[TASK TO COMPLETE]:
Please put the lines of the material into a Markdown table, starting with the line containing "the form [304,147]." and going on through the last line of the material. Use the columns Row and Line, with Row holding the row number, and leave out blank lines.

[RECORDS TO PROCESS]:

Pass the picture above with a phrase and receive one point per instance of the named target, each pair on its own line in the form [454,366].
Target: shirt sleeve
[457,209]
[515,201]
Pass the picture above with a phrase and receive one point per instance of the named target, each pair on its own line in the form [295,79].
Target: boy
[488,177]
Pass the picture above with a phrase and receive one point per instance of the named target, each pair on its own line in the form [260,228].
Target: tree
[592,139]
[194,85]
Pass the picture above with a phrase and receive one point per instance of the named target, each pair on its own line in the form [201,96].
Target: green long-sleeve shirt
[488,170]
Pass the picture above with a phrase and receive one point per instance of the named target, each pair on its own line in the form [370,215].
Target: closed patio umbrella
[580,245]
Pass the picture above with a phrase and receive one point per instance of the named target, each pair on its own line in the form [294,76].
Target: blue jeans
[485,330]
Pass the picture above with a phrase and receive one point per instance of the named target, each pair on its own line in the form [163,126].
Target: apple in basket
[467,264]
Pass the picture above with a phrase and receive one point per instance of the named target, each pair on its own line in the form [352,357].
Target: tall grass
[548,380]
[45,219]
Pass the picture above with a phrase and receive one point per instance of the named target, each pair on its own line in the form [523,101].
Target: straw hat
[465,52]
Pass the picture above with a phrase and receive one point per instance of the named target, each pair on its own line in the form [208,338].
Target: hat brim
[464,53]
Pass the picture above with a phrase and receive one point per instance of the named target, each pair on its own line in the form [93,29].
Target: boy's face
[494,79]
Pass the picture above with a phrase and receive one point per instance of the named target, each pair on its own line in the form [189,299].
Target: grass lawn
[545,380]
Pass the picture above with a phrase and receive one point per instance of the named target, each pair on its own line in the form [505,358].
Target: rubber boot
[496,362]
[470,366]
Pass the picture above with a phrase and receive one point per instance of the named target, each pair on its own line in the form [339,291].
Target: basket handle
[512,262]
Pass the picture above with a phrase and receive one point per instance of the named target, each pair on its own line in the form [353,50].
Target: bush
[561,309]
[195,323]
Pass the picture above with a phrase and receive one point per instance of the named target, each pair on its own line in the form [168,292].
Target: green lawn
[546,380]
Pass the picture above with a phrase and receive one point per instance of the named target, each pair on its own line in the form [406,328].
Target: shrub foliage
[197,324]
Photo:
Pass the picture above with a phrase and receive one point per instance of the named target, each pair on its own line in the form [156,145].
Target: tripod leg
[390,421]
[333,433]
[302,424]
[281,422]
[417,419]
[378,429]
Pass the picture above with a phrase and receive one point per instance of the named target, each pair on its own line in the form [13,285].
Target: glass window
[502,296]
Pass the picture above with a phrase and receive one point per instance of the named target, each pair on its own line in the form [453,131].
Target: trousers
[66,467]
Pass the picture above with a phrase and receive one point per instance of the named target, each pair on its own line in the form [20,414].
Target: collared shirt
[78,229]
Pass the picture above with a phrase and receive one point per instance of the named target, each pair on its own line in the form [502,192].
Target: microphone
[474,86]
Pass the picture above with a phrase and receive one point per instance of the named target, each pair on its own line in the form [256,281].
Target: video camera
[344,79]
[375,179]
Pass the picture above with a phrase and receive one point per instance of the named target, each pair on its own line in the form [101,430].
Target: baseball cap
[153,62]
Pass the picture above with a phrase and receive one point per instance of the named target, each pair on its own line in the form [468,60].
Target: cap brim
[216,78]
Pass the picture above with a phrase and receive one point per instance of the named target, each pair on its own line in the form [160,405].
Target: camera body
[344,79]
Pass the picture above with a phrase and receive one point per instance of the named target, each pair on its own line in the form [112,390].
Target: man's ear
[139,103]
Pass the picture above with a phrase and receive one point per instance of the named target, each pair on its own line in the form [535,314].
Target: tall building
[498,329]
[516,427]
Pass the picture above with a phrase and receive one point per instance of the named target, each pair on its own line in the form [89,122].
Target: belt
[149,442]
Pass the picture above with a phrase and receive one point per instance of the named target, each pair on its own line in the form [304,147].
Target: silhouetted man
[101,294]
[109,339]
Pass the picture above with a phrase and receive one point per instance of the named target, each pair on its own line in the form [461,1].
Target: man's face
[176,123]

[FULL ANSWER]:
| Row | Line |
|---|---|
| 1 | Pass the picture above with a phrase and receive one point per instance of the named target, each pair on its own line in the form [304,147]. |
| 2 | Target: silhouetted man |
| 3 | [101,294] |
| 4 | [109,339] |
| 5 | Pass the picture above with a phrase and receive one point per instance of the named target, each pair on its own line in the form [461,1]. |
| 6 | Target: man's face |
| 7 | [176,123] |